Les samedi 25 et dimanche 26 novembre 2017 se tenait la séance de clôture de la troisième convention de la France insoumise. Cet événement politique a été l’occasion d’une nouvelle séance de bashing médiatique contre la France insoumise en général et Jean-Luc Mélenchon en particulier, sur lequel je reviendrai peut-être dans un prochain article. Pour l’heure je n’en donne qu’une image d’ensemble : celle qu’on obtient en faisant une recherche avec le mot « souffle » dans Google actualité. Je trouve que cette image suffit à montrer pour l’heure le décrochage entre une situation réelle (la démonstration de force qu’était la convention de la France insoumise) et un « storytelling » médiatique qui se fiche du réel pour lui préférer une histoire à raconter, au mépris ne serait-ce que de l’originalité. De là à dire que la presse s’essouffle…

souffle
Capture d’écran Google analytics

Pour aujourd’hui, je veux seulement revenir sur un sondage Odoxa, publié très opportunément le vendredi 24 novembre à 21h, dans le genre timing parfait pour essayer de pourrir la convention qui ouvrait le lendemain et donner à toutes les rédactions l’angle à suivre. Commençons par l’essentiel : plutôt que d’écouter ce qui allait se passer dans cette convention, les médias ont préféré inventer eux-mêmes une « actualité » à partir d’un sondage commandé par eux. Triste banalité d’un système médiatique dont le rôle n’est plus d’informer mais de vendre du papier et de la pub à clic, sans se poser aucune question sur l’utilité sociale (pourtant cruciale !) de l’activité qu’il réalise.

Des commanditaires spécialistes du Mélenchon-bashing

Je viens d’abord sur les commanditaires du sondage. Il s’agit de deux organes de presse qui ont régulièrement participé au Mélenchon-bashing de ces sept derniers mois : Le Figaro et France info. On ne peut donc pas s’attendre à ce qu’un sondage qu’ils commandent sur Jean-Luc Mélenchon pour créer une info sur lui soit orienté autrement que négativement ! Je rappelle ici que France info a été l’un des acteurs principaux du lancement d’une polémique malhonnête sur l’ALBA à quelques jours du premier tour de l’élection présidentielle. Je rappelle également qu’au moment où tous ses confrères titraient sur les « Paradise Papers », Le Figaro ne trouvait rien de mieux à faire que de titrer sur une prétendue « panne de stratégie politique » de Mélenchon. On a appris depuis grâce à l’émission Cash investigation que le groupe Dassault, propriétaire de ce journal, était directement mis en cause dans les « Paradise Papers » dans le cadre de son activité de vente de jets privés.

▸ CONSIGNE A
Dans le texte sur le sondage Odoxa et la convention de la France insoumise, quels organes de presse ont commandé ce sondage ?
▸ CONSIGNE B
Prolongez le texte sur le sondage Odoxa et la convention de la France insoumise à partir de sa dernière phrase.

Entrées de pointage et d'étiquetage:
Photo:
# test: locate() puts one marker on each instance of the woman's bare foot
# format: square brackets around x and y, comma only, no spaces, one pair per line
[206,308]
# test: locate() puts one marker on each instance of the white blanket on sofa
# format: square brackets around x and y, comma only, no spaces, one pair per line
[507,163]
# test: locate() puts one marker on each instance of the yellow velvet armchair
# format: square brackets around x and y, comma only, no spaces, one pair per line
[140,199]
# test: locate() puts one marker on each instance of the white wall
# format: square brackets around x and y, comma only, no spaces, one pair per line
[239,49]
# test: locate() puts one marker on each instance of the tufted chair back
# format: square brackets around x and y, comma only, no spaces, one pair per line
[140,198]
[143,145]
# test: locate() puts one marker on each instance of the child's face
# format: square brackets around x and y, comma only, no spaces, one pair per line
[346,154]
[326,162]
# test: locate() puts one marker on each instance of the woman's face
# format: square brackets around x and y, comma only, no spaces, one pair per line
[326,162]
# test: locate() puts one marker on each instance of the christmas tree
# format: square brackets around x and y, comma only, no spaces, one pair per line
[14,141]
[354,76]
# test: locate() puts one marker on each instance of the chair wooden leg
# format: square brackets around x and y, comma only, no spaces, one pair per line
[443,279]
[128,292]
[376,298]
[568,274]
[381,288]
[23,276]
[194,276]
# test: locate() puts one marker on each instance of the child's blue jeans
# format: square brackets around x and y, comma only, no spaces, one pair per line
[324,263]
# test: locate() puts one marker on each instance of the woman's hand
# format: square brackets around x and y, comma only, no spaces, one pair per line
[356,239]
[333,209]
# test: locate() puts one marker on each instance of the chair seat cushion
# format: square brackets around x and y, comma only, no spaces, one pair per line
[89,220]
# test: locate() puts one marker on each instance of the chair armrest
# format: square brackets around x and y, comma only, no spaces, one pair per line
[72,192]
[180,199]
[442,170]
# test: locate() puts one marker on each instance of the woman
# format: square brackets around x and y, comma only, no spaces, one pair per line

▸ RÉPONSE ATTENDUE A
Le Figaro et France info.

▸ RÉPONSE ATTENDUE B
Le frère de Yannick Jadot est de la partie !

Autre point intéressant. Parmi les « analystes » du sondage se trouve « Dentsu Consulting », une boîte de conseil aux entreprises. Dans ce sondage, elle est censée faire l’analyse de l’activité numérique de Jean-Luc Mélenchon. Amusant quand on lit la citation en exergue du site de cette boîte : « Il faut plus de 20 ans pour construire une réputation et 5 minutes pour la détruire ». Serait-ce le but de ce sondage vis-à-vis de Mélenchon ? On n’ose l’imaginer. Mais cela vous amusera peut-être aussi d’apprendre que le président de cette entreprise est, si l’on en croit BFMTV, M. Thierry Jadot, frère de Yannick, le dirigeant EELV du même nom. Bref, une boîte qu’on n’a pas besoin de prier pour participer au Mélenchon-bashing médiatique.

Un échantillon ridicule et étrange

Venons-en au sondage lui-même. Et d’abord à la constitution de son échantillon. Il est d’abord très faible puisqu’il n’est composé que d’un petit millier de personnes. Mais il est aussi et surtout majoritairement hostile à Jean-Luc Mélenchon puisqu’il est composé, selon Odoxa, de 1009 Français avec 153 sympathisants de la gauche du PS, 92 du PS, 132 En Marche, 138 de la droite hors FN et 152 du FN. Total : 15,16% pour la gauche du PS, qu’on peut penser plus ou moins favorable à Jean-Luc Mélenchon (encore qu’il y ait un gros flou sur ce que cette catégorie recouvre !) et 50,9% pour le reste, qu’on peut penser défavorables à ce dernier. En dépit de cela, Jean-Luc Mélenchon parvient à rassembler sur son nom 36% d’opinions favorables, soit plus du tiers de l’échantillon.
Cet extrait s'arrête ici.